Sunday, October 26, 2008

First day on Avonex

I went to the hospital today at 11:00 in the morning to take my first dose of Avonex. At first I was nervous, starting a new medication and a bigger needle, but thank God it wasn't painful and it was quick. I left the hospital hopeful. I took two panadols to make sure I wasn't going to feel the pain to much. I did my daily activities but started to feel tired around 3:00. I took another two panadols. Things were ok but by 6:30 it hit me. I felt complete physical weakness. I could barely find enough energy to lift my arms and legs. I laid down on the bed for about an hour strongly aware of my heart beat, while my body was completely sucked of energy. After about an hour and half I felt the weakness wear off and so I got on the computer to write this update. I pray this will be the only day I will feel side effects of the medication.

Tuesday, October 21, 2008

Making Healthy Choices

I have decided to stop eating white carbohydrates and switch to brown. White is processed food which causes oxidative stress, the underlying cause of many diseases. I am trying to cut it out of my daily food intake. I am now eating brown rice, which is not bad at all, natural bread, or spelt bread and mainly Rye bread, which I am really learning to love. They are wholesome and I actually get full faster. I have also started to use brown natural cane sugar instead of the processed white sugar. I have stopped using the microwave as well. I pray I will stick to these decisions.

Friday, October 17, 2008

Changing to Avonex

I went to see my Neurologist and he told me that I should go on Avonex since I definately didn't tolerate Ribif well. Avonex is injected once a week instead of the Rebif three times a week. However, it is a longer injection that will go into the muscle. I'm not thrilled by the idea but i will go on it confidently.
I still in my heart don't believe medication will get to the root of the problem like the vitamins, but I will take it while at the same time taking my nutritional supplements that I have been recommended from a doctor. I still have not received them yet. I will take both the medication and my vitamins and then when I do my MRI and see my lesions decreasing then I will know its not the medication but the vitamins.

Tuesday, October 14, 2008

Feeling Alive Again

I just came back from a yoga workout and I feel great. I feel I did something absolutely essential for my recovery. I realized how stiff my body is and how much work I have to do to get my flexibility and balance up to par. I am committed more then ever to have exercise as a big part of my life. Now that I have my energy back I feel I can do it. The nine months I was on the medication I was depleted of any energy I originally had and never could work up energy to go to the gym.

▶ _ASSIGNMENT_
Answer these from the blog entries:
(a) At what time did the writer go to the hospital for the first dose of Avonex?
(b) How often is Avonex injected?
(c) Which bread is the writer really learning to love?

▶ _GIVEN DATA_

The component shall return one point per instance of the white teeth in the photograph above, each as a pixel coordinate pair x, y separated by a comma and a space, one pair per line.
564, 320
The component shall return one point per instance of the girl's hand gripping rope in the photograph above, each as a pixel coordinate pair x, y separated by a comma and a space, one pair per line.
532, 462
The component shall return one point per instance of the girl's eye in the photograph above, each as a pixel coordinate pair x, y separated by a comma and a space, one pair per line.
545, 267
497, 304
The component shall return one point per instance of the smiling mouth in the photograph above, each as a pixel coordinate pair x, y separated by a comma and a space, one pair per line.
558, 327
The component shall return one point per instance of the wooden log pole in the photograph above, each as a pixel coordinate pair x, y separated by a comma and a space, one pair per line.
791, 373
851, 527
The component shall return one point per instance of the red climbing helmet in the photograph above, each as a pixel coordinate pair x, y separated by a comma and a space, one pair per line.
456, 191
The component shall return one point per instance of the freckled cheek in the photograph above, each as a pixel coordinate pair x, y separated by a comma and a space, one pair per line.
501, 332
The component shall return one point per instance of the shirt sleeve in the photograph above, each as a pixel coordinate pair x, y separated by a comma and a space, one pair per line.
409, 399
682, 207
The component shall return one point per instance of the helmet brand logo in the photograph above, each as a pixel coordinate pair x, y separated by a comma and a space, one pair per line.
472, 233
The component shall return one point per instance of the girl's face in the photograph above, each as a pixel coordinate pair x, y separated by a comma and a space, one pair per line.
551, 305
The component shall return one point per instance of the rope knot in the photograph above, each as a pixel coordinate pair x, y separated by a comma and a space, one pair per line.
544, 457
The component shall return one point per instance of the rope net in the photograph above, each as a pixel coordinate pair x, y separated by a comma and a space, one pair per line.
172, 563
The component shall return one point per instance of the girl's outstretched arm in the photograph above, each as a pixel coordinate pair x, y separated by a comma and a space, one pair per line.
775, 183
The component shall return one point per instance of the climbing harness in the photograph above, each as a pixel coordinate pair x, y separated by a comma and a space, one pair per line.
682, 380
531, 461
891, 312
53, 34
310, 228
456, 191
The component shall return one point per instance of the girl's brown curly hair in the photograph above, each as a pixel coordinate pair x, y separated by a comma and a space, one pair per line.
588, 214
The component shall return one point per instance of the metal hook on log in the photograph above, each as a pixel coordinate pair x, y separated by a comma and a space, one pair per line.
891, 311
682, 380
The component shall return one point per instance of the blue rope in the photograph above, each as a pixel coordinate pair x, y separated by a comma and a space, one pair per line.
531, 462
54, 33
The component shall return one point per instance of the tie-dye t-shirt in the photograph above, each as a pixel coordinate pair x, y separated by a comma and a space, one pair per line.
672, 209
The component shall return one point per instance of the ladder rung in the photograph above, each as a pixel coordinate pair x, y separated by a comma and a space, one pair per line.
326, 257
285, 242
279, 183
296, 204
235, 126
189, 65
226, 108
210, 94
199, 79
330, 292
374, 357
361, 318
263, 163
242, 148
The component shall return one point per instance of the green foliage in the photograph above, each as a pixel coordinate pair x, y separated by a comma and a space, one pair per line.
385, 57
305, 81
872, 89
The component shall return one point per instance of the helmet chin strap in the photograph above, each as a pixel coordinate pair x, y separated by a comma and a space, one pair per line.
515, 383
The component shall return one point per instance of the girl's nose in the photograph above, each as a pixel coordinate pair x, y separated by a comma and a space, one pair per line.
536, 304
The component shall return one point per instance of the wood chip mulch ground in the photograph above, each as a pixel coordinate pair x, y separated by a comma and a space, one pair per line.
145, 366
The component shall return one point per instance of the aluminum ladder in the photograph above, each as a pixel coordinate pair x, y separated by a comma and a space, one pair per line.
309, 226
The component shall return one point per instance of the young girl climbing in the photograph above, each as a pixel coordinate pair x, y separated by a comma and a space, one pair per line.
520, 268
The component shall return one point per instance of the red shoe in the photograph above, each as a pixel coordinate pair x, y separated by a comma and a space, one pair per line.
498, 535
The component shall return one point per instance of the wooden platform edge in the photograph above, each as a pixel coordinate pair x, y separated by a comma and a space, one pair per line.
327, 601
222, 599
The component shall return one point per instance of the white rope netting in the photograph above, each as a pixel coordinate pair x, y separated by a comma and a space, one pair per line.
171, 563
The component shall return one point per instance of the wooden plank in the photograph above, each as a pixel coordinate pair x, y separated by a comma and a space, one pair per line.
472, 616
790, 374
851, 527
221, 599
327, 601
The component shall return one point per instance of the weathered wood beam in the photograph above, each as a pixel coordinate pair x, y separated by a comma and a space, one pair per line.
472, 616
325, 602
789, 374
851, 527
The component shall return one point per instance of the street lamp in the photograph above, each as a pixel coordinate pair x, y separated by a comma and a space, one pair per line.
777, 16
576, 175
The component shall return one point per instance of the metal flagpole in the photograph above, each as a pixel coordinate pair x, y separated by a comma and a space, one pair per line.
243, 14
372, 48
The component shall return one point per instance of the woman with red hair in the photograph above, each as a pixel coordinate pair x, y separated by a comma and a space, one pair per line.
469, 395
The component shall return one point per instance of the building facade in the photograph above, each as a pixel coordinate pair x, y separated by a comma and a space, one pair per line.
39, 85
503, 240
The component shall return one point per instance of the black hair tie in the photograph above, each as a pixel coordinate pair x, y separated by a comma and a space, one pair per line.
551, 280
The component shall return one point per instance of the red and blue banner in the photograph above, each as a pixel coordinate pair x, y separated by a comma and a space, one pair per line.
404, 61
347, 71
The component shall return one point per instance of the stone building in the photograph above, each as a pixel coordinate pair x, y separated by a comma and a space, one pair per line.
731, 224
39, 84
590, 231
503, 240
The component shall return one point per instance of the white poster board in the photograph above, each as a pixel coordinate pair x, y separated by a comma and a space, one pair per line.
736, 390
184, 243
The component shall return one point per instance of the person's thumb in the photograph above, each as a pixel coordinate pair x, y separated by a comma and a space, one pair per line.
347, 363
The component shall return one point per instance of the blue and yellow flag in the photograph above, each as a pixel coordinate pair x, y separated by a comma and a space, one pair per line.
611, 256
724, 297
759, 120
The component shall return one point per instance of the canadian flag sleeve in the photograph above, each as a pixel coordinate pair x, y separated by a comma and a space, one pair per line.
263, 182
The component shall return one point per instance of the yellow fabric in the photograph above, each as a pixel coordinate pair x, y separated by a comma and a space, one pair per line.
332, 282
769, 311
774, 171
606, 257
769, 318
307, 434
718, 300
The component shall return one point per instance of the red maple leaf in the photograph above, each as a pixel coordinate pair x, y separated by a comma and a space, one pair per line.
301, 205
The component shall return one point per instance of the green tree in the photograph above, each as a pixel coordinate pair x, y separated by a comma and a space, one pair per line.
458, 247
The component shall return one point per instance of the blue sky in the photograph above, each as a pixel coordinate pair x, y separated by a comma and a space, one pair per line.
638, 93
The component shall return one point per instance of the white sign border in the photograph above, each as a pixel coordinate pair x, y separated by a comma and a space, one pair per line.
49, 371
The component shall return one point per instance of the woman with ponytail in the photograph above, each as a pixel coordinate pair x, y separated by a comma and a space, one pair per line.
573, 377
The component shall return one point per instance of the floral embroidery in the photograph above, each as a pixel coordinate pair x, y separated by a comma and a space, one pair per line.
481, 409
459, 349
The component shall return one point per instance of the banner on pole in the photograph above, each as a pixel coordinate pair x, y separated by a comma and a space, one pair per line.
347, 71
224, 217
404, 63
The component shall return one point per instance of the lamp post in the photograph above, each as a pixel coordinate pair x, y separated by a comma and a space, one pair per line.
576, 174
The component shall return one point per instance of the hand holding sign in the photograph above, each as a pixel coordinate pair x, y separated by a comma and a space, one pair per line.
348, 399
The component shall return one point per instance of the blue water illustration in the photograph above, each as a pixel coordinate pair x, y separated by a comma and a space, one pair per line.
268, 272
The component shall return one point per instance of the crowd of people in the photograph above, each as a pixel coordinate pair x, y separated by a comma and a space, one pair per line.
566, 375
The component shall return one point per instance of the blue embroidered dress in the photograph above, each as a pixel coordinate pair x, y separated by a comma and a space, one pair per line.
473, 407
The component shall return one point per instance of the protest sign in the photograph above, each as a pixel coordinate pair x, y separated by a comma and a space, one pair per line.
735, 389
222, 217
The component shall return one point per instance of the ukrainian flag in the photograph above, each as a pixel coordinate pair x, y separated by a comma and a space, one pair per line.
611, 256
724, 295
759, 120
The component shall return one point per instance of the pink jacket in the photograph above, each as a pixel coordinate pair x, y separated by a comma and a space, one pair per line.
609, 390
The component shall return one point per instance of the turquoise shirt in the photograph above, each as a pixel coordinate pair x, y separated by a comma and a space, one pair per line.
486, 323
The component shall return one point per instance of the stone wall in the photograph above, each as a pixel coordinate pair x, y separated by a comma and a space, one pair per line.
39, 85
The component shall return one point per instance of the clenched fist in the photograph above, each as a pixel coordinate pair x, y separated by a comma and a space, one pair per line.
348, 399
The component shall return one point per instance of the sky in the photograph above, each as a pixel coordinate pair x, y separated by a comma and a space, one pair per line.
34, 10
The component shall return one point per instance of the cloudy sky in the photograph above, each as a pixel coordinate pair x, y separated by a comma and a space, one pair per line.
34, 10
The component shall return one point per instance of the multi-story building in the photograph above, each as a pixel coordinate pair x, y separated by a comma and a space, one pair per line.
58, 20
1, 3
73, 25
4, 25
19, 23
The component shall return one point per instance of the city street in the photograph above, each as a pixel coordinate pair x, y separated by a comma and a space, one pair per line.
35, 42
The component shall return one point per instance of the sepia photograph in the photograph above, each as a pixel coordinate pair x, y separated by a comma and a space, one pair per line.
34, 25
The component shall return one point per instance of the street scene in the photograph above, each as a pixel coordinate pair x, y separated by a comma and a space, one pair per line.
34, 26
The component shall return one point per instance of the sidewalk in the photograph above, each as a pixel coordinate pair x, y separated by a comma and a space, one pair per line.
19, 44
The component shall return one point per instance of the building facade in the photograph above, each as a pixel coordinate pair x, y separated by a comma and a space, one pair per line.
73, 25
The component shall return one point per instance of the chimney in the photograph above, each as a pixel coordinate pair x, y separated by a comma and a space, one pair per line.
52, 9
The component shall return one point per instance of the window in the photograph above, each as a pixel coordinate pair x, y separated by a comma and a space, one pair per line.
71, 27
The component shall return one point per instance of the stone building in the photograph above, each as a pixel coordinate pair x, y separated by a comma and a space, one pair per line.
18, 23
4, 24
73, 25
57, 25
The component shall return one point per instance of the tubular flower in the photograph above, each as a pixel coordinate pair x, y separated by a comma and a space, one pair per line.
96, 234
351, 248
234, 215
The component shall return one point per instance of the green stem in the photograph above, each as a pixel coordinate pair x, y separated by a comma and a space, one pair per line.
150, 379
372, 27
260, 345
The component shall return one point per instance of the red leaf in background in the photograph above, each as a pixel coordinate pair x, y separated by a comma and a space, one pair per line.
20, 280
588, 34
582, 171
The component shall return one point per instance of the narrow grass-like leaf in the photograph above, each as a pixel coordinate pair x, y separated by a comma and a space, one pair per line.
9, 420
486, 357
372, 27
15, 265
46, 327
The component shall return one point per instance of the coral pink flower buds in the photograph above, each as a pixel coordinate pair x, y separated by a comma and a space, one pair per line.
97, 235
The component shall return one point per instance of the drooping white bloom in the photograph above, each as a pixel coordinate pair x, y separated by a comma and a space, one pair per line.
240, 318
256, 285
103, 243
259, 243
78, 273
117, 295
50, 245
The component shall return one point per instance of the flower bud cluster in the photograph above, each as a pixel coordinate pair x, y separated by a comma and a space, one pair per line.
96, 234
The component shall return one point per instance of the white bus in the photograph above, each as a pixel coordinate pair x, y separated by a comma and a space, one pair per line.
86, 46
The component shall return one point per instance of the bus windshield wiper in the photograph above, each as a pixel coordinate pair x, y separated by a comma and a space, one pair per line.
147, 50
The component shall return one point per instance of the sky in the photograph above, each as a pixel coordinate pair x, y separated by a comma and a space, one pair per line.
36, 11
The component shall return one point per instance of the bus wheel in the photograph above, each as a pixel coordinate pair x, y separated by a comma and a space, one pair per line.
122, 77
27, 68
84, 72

▶ _SOLUTION TO THE PROBLEM_
(a) 11:00 in the morning
(b) Once a week
(c) Rye bread